SOURCE DATA section start

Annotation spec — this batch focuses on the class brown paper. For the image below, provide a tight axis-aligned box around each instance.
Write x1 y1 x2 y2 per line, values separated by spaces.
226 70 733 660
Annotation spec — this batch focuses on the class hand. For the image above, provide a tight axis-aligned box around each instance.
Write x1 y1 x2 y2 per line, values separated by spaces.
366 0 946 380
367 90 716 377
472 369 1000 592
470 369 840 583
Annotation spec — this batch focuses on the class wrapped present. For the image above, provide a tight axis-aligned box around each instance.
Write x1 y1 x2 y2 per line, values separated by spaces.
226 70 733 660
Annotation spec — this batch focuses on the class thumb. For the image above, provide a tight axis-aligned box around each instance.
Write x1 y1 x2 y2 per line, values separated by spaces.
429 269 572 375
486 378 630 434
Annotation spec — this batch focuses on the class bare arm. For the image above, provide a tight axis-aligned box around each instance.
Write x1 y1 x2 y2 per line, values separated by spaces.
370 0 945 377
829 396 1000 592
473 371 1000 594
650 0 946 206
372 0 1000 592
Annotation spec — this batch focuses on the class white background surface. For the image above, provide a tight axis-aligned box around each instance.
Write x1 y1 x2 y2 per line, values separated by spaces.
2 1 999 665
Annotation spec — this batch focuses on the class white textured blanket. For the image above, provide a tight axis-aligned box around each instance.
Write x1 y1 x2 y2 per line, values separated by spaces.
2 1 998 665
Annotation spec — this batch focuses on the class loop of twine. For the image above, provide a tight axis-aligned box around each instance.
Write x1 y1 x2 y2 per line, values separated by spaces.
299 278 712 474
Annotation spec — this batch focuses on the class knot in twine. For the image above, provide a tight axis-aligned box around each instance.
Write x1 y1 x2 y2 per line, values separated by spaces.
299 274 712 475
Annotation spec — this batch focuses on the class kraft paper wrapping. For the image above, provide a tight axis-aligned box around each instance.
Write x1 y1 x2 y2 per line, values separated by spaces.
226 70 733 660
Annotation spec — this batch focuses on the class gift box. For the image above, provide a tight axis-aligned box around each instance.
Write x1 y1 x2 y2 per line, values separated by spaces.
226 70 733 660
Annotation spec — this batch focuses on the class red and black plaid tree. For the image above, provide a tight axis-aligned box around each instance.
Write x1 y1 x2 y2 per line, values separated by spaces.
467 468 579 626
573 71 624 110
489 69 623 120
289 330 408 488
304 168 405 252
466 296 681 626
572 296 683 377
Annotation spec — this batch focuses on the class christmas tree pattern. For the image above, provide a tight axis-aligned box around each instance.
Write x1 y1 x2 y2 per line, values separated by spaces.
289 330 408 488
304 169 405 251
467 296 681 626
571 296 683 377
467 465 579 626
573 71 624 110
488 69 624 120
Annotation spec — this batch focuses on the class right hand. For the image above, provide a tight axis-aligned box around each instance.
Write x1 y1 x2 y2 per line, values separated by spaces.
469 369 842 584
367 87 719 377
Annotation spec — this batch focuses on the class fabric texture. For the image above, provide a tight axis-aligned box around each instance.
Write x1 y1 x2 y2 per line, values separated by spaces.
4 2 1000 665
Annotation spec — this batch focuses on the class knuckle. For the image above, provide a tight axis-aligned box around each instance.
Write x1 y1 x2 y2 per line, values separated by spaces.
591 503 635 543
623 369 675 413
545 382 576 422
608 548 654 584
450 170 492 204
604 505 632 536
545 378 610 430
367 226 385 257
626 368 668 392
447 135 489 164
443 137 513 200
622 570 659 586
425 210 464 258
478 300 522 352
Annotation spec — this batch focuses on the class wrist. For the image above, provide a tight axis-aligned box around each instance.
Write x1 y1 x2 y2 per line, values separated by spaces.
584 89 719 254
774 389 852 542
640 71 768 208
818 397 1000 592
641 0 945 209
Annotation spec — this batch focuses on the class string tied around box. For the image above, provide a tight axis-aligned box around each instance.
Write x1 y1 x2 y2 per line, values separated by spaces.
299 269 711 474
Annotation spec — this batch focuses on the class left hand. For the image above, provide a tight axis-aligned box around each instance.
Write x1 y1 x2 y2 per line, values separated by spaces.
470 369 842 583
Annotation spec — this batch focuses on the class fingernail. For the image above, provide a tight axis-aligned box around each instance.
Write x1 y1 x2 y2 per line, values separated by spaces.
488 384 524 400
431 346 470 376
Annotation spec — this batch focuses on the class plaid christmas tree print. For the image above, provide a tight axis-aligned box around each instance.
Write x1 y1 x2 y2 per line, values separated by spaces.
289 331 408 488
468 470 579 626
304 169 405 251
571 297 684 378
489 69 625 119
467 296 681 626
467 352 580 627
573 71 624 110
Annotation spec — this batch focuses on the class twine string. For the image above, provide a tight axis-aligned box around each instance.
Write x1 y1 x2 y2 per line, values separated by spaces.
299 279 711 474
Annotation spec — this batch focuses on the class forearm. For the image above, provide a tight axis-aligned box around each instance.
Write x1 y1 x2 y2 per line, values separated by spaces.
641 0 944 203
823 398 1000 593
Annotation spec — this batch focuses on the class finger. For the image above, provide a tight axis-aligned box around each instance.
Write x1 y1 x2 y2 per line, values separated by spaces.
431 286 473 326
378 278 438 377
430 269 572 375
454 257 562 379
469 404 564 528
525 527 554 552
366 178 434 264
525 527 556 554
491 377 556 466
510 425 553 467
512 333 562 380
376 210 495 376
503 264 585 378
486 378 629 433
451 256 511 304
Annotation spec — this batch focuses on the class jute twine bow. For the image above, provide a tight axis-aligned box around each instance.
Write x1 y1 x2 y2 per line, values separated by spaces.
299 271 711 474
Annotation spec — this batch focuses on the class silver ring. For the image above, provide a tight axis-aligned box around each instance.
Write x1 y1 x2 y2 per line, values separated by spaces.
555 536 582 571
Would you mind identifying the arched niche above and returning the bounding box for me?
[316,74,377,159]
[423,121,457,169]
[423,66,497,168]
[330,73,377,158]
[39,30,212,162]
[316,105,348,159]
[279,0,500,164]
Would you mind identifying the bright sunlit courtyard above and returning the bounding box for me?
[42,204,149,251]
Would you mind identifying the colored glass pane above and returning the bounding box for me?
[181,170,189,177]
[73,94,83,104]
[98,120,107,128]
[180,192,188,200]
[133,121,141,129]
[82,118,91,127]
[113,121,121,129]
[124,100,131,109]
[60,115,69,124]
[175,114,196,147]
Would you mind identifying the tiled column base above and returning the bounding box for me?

SOURCE DATA section end

◆ AIM OF THE TASK ◆
Taking the entries from their first line through the line with "Annotation spec — this batch focuses on the class loop", inclusive, restate each line word for word and give nothing else.

◆ OUTPUT OF THE EXERCISE ◆
Annotation spec — this batch focuses on the class brown paper. For the image below, provide a tight axis-aligned box around each instance.
Write x1 y1 x2 y2 per line, values separated by spaces.
226 70 733 660
Annotation spec — this batch focuses on the class hand. For the image above, provide a tight axis-aligned box around each instance.
Write x1 y1 x2 y2 per line, values separated by spaces.
366 0 946 380
367 90 716 377
472 369 1000 592
470 369 840 583
Annotation spec — this batch focuses on the class wrapped present. For the image above, provide a tight axis-aligned box around each instance.
Write x1 y1 x2 y2 per line, values separated by spaces.
226 70 733 660
Annotation spec — this batch focuses on the class thumb. For the image above, provide a tight axis-aligned box around each instance.
Write x1 y1 x2 y2 per line, values separated by spaces.
429 269 572 375
486 378 630 434
Annotation spec — this batch focuses on the class bare arm. For the image above, provide a tight axis-aligned box around each instance.
Write x1 y1 x2 y2 per line, values separated by spaces.
370 0 945 377
829 396 1000 592
473 371 1000 594
650 0 946 206
372 0 1000 592
Annotation spec — this batch focuses on the class white background surface. For the image above, provide a tight axis-aligned box around each instance.
Write x1 y1 x2 y2 per line, values separated by spaces.
2 1 999 665
Annotation spec — this batch focuses on the class white textured blanket. For the image above, provide a tight axis-aligned box around each instance.
Write x1 y1 x2 y2 per line, values separated by spaces.
2 1 998 665
Annotation spec — this batch focuses on the class loop of twine. For the image above, provide a tight axis-aligned box around each instance.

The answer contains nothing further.